The problem> Rewrite the notebook excerpt below from "We will use" to "of the dataset.", substituting "data set" for every occurrence of "dataset".

Source excerpt>
—————

# Exercise

Modify this notebook and apply the following classifiers for the Product Review Problem - Classify Product Reviews as Positive or Not:

1) MLPclassifier (https://scikit-learn.org/stable/modules/generated/sklearn.neural_network.MLPClassifier.html)

2) Naive Bayes (https://scikit-learn.org/stable/modules/naive_bayes.html) 


Write a comparison report of the above classifiers and knn


# K Nearest Neighbors Model for a Classification Problem: Classify Product Reviews as Positive or Negative

In this notebook, we use the K Nearest Neighbors method to build a classifier to predict the __isPositive__ field of our review dataset (that is very similar to the final project dataset).


1. <a href="#1">Reading the dataset</a>
2. <a href="#2">Exploratory data analysis</a>
3. <a href="#3">Text Processing: Stop words removal and stemming</a>
4. <a href="#4">Train - Validation Split</a>
5. <a href="#5">Using the Naive Baye</a>
6. <a href="#6">Using the MLPclassifier</a>



## 1. <a name="1">Reading the dataset</a>
(<a href="#0">Go to top</a>)

We will use the __pandas__ library to read our dataset.

In [2]:
import pandas as pd

df = pd.read_csv('./data/imdb_train.csv')

print('The shape of the dataset is:', df.shape)

The shape of the dataset is: (25000, 2)


Let's look at the first 10 rows of the dataset. 

In [3]:
df.head(10)

Unnamed: 0,text,label
0,This movie makes me want to throw up every tim...,0
1,Listening to the director's commentary confirm...,0
2,One of the best Tarzan films is also one of it...,1
3,Valentine is now one of my favorite slasher fi...,1
4,No mention if Ann Rivers Siddons adapted the m...,0
5,Several years ago the Navy kept a studied dist...,1
6,This is a masterpiece footage in B/W 35mm film...,1
7,Such a long awaited movie.. But it has disappo...,0
8,When two writers make a screenplay of a horror...,1
9,"Make no mistake, Maureen O'Sullivan is easily ...",1


## 2. <a name="2">Exploratory data analysis</a>
(<a href="#0">Go to top</a>)

Let's look at the distribution of __isPositive__ field.

In [5]:
df["label"].value_counts()

label
0    12500
1    12500
Name: count, dtype: int64

We can check the number of missing values for each columm below.

In [6]:
print(df.isna().sum())

text     0
label    0
dtype: int64


We have missing values in our text fields.

## 3. <a name="3">Text Processing: Stop words removal and stemming</a>
(<a href="#0">Go to top</a>)

In [7]:
# Install the library and functions
import nltk

nltk.download('punkt')
nltk.download('stopwords')

[nltk_data] Downloading package punkt to
[nltk_data]     C:\Users\ptolo\AppData\Roaming\nltk_data...

—————

Collected material>
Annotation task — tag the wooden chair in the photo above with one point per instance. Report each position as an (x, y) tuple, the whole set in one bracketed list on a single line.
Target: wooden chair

—————

Problem solution>
We will use the __pandas__ library to read our data set.

In [2]:
import pandas as pd

df = pd.read_csv('./data/imdb_train.csv')

print('The shape of the data set is:', df.shape)

The shape of the data set is: (25000, 2)


Let's look at the first 10 rows of the data set.